START Source text

Good work, Mr Manners Vigilante! Coincidence: despite living nowhere near Balmain I get my beans from Bertoni’s, good gear
Ah Ian!
Shared with my other half who, having worked a ‘service’ role in the gym of a major hotel chain, loved the ‘ahem’ moment and can vouch for The Diary and discussions that take place each day, behind the scenes in hotels about ‘findings in rooms’!
Plus tears of laughter from your insight and candour, as she also has a term for women who’ve let their face set: resting bitch face! 🙂
There is a entire book on hotel room findings. A companion to those hospital emergency dept “I was vacuuming the house naked when I slipped …” stories.
So true. Unfortunately. Another great read Ian. Wished I’d filmed ‘the couple ahead of us in the queue missed their flight and were rude to the counter staff and got told they had to cough up $500 for another flight and we missed our flight and were nice to same counter staff and got another one for free’ for my How to be a Nice Person video! Problem is, nice people don’t need the video and not nice people don’t realise they are not nice. And haven’t they found that nice people live longer – probably because nobody wants to throttle them.
Cheers Jane “nice people don’t need the video and not nice people don’t realise they are not nice” so true it’s the manners version of Dunning-Krueger Syndrome
I think this is absolutely spot on. To all those self-righteous arseholes complaining about the lack of crema in your skinny almond latte put your life in perspective and watch ‘Struggle Street’ on SBS.

END Source text

Brief 1 » Reproduce the part of the comments that opens with the words containing "So true. Unfortunately." and closes with "to throttle them.", keeping every word unchanged.
Brief 2 » List each distinct name or title the comments use to address someone directly.
The material that follows comes from a different source than the comments.

START Supplied information

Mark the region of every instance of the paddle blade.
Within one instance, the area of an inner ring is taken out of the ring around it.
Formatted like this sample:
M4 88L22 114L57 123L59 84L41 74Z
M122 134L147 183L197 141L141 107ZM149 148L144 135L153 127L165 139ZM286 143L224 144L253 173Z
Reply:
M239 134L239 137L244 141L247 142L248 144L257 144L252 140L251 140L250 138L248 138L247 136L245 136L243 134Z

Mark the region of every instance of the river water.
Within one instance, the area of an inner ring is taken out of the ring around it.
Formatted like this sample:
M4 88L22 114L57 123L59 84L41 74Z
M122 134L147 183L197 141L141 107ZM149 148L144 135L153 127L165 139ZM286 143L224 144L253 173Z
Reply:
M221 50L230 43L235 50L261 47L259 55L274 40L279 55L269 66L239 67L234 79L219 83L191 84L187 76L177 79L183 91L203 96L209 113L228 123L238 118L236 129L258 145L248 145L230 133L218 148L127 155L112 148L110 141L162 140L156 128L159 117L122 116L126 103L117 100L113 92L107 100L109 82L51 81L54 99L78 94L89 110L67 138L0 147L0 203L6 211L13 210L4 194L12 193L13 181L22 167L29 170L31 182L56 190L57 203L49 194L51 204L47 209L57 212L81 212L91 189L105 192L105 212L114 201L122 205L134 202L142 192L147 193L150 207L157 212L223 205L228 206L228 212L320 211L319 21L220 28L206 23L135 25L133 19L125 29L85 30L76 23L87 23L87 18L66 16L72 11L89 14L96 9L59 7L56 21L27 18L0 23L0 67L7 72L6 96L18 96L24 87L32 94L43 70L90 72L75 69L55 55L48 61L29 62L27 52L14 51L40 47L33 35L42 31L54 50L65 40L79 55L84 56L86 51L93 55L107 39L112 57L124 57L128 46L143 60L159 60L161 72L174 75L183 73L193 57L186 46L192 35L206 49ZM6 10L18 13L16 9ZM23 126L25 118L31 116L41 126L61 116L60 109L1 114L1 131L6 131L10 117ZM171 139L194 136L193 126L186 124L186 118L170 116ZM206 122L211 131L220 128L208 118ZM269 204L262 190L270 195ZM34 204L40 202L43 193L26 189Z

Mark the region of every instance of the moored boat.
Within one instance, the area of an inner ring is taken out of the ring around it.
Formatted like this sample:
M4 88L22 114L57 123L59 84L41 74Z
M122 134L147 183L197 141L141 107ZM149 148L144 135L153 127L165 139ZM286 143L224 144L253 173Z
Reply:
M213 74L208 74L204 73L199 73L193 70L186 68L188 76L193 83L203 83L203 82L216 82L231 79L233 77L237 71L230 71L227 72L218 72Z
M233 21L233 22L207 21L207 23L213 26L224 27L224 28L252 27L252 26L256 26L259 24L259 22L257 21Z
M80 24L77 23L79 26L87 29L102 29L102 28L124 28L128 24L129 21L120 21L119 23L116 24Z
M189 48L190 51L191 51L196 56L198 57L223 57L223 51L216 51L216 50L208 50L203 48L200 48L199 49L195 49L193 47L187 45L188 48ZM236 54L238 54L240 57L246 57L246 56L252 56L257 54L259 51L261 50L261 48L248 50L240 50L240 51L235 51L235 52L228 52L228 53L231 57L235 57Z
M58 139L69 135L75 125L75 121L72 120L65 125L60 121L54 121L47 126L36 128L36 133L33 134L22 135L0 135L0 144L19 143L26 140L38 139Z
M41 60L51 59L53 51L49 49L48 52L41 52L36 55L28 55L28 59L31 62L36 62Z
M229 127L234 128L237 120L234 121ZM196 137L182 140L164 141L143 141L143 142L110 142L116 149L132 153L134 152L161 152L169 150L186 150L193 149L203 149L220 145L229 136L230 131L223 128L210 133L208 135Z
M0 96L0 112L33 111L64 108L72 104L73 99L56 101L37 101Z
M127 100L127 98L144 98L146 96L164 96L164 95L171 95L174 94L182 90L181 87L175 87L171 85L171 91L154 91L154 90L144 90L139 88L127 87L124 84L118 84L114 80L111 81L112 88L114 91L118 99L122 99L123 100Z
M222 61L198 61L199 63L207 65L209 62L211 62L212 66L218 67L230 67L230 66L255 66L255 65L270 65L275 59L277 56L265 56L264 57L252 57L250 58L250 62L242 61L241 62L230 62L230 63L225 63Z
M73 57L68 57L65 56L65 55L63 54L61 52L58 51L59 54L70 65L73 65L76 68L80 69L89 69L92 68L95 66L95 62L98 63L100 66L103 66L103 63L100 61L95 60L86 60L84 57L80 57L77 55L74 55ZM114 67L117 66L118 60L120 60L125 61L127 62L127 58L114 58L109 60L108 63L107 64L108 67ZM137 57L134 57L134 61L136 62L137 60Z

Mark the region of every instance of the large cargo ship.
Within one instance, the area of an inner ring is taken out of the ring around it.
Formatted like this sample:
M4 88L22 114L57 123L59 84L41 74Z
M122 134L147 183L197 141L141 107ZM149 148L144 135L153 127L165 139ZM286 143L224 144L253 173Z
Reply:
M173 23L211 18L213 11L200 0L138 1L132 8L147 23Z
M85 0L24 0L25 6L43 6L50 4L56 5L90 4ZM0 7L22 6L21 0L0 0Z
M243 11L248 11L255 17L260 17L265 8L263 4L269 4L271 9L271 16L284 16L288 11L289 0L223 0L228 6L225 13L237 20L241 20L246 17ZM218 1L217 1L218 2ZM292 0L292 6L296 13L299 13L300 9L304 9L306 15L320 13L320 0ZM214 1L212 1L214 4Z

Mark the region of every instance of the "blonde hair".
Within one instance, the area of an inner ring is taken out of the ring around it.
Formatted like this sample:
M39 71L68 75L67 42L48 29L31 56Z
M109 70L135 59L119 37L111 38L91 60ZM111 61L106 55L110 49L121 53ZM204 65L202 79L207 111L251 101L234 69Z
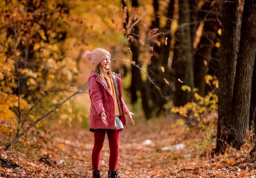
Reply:
M96 70L99 73L99 76L101 77L101 78L103 79L104 78L104 72L106 71L106 70L103 67L103 66L101 65L101 63L99 63L97 67L96 68ZM111 71L111 69L110 69L110 67L108 68L108 75L111 78L113 78L113 75L112 74L112 71Z

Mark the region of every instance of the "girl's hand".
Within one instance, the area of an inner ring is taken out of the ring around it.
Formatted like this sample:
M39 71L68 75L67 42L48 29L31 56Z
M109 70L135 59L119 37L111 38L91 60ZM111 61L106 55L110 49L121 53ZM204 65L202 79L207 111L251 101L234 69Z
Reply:
M131 121L131 122L132 122L133 125L135 125L135 124L134 124L134 121L133 121L133 119L132 119L132 116L134 115L134 113L132 113L132 112L130 111L129 112L129 113L127 114L127 116L128 116L128 118L129 118L129 119Z
M108 125L108 123L107 122L107 116L106 114L104 112L101 112L101 120L104 124L104 125L106 126Z

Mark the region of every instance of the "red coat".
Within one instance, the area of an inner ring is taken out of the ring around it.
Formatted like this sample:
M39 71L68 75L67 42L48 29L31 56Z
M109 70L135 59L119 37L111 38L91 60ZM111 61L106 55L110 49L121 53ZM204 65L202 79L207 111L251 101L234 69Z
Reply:
M124 115L128 111L128 108L122 98L121 77L120 74L113 73L116 76L119 91L119 97L120 101L120 107L122 112L121 119L124 125L127 125ZM115 106L114 99L108 85L99 76L92 71L89 77L89 94L91 100L90 107L90 129L115 129ZM99 116L101 112L104 112L107 116L108 125L106 126ZM120 113L121 114L121 113Z

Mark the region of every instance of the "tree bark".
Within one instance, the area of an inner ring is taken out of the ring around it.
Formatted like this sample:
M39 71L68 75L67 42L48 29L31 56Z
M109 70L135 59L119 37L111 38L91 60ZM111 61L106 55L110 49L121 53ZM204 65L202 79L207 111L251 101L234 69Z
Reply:
M254 4L254 5L252 5ZM249 129L250 101L253 68L256 54L256 0L245 0L237 59L233 112L229 117L228 142L240 149Z
M221 45L219 66L218 121L216 153L222 153L227 137L229 115L232 103L236 59L238 0L224 1Z
M255 142L255 131L256 126L255 119L256 119L256 55L254 60L254 67L253 69L252 74L252 91L251 94L251 107L250 107L250 124L252 126L252 129L253 129L254 134L254 146L256 147Z
M175 106L184 105L188 102L195 100L193 90L182 91L182 85L186 85L191 89L194 87L193 62L192 56L192 44L190 28L189 4L188 0L179 1L179 27L175 34L175 44L172 70L176 78ZM178 80L180 79L184 83Z
M206 2L199 13L204 22L202 37L195 55L194 65L195 87L202 96L206 94L204 77L209 70L213 48L215 46L217 31L221 27L221 3L218 1L212 5L212 0Z

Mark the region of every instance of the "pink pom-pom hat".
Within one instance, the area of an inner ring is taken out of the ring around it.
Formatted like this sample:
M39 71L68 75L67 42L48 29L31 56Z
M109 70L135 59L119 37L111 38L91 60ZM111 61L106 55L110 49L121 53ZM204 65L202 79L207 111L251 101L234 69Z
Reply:
M87 51L83 56L83 57L91 61L91 64L97 68L101 60L106 56L111 57L108 51L102 48L97 48L91 52Z

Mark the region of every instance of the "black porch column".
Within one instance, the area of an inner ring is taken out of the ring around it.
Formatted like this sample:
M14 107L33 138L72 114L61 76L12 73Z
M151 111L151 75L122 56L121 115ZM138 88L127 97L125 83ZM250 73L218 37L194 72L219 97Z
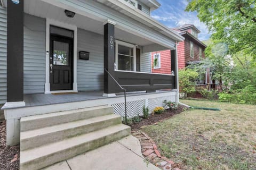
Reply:
M176 76L178 73L176 72L176 50L171 50L171 71L174 71L175 74L175 79L173 82L173 87L176 89Z
M104 95L115 93L116 84L105 71L115 77L115 25L109 22L104 25Z
M7 0L7 101L23 101L23 1Z

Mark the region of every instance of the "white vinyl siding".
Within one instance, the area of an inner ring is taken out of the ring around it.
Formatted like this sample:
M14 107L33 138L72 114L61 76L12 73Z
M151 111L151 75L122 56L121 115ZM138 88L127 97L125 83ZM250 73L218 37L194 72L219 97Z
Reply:
M0 104L6 101L7 11L0 7Z

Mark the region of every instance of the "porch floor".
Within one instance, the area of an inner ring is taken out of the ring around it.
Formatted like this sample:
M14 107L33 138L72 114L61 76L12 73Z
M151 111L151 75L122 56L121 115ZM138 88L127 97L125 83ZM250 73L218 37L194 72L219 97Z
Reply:
M157 90L154 93L170 92L171 90ZM102 96L103 91L89 91L78 92L76 94L27 94L24 95L26 107L49 105L70 102L76 102L90 100L97 100L110 97ZM152 93L145 91L127 92L126 96L143 95ZM123 96L123 93L117 94L116 96L111 98Z

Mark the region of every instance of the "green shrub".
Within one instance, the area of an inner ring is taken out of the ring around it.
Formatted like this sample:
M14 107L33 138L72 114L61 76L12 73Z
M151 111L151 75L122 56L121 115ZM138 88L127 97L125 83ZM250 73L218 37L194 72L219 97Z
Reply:
M163 107L156 107L154 109L154 113L157 114L162 114L164 110L164 108Z
M133 122L139 122L141 121L142 119L140 117L140 115L138 114L137 116L133 117L132 118L132 121Z
M143 106L143 117L145 118L148 118L149 115L149 109L148 107Z
M225 92L221 92L218 94L219 100L221 102L230 102L232 95Z
M164 100L164 101L163 101L163 103L164 104L165 107L167 107L170 109L173 109L177 107L176 103L171 101L167 101L166 100Z
M180 91L185 94L184 98L188 93L195 91L195 80L198 76L198 73L189 69L179 71Z

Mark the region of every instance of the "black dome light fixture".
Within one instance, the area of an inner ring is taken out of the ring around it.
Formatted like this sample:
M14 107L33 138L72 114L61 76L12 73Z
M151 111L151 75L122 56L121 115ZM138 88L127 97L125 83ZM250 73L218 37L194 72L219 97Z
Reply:
M76 14L74 12L68 11L67 10L65 10L65 12L66 16L69 18L74 18L74 16L75 16L75 14Z

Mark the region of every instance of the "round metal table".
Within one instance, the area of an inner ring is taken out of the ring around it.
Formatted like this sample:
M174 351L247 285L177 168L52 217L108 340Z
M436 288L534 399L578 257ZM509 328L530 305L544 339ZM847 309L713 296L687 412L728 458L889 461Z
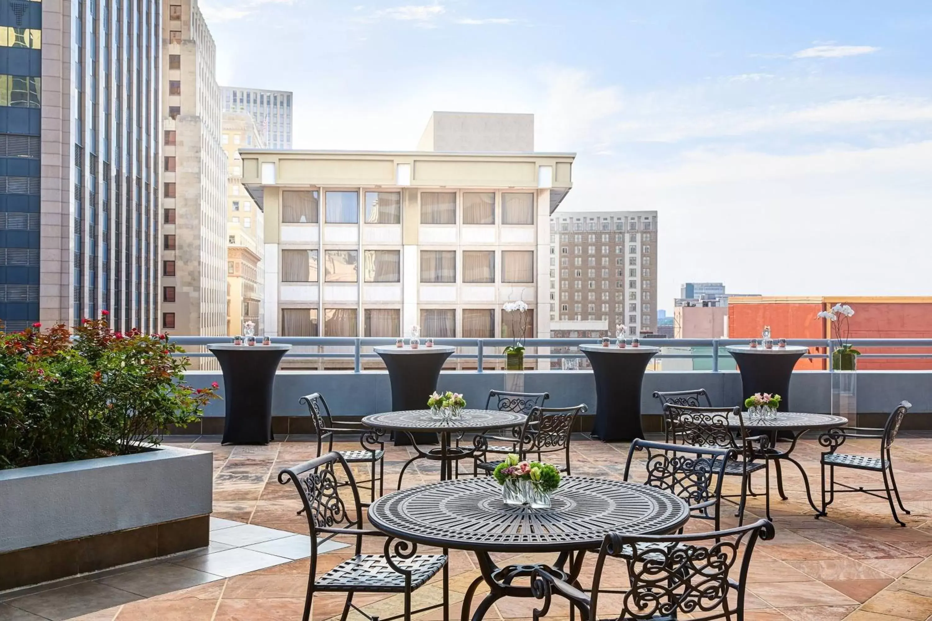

END Supplied information

Exercise output 1 »
So true. Unfortunately. Another great read Ian. Wished I’d filmed ‘the couple ahead of us in the queue missed their flight and were rude to the counter staff and got told they had to cough up $500 for another flight and we missed our flight and were nice to same counter staff and got another one for free’ for my How to be a Nice Person video! Problem is, nice people don’t need the video and not nice people don’t realise they are not nice. And haven’t they found that nice people live longer – probably because nobody wants to throttle them.

Exercise output 2 » Mr Manners Vigilante, Ian, Jane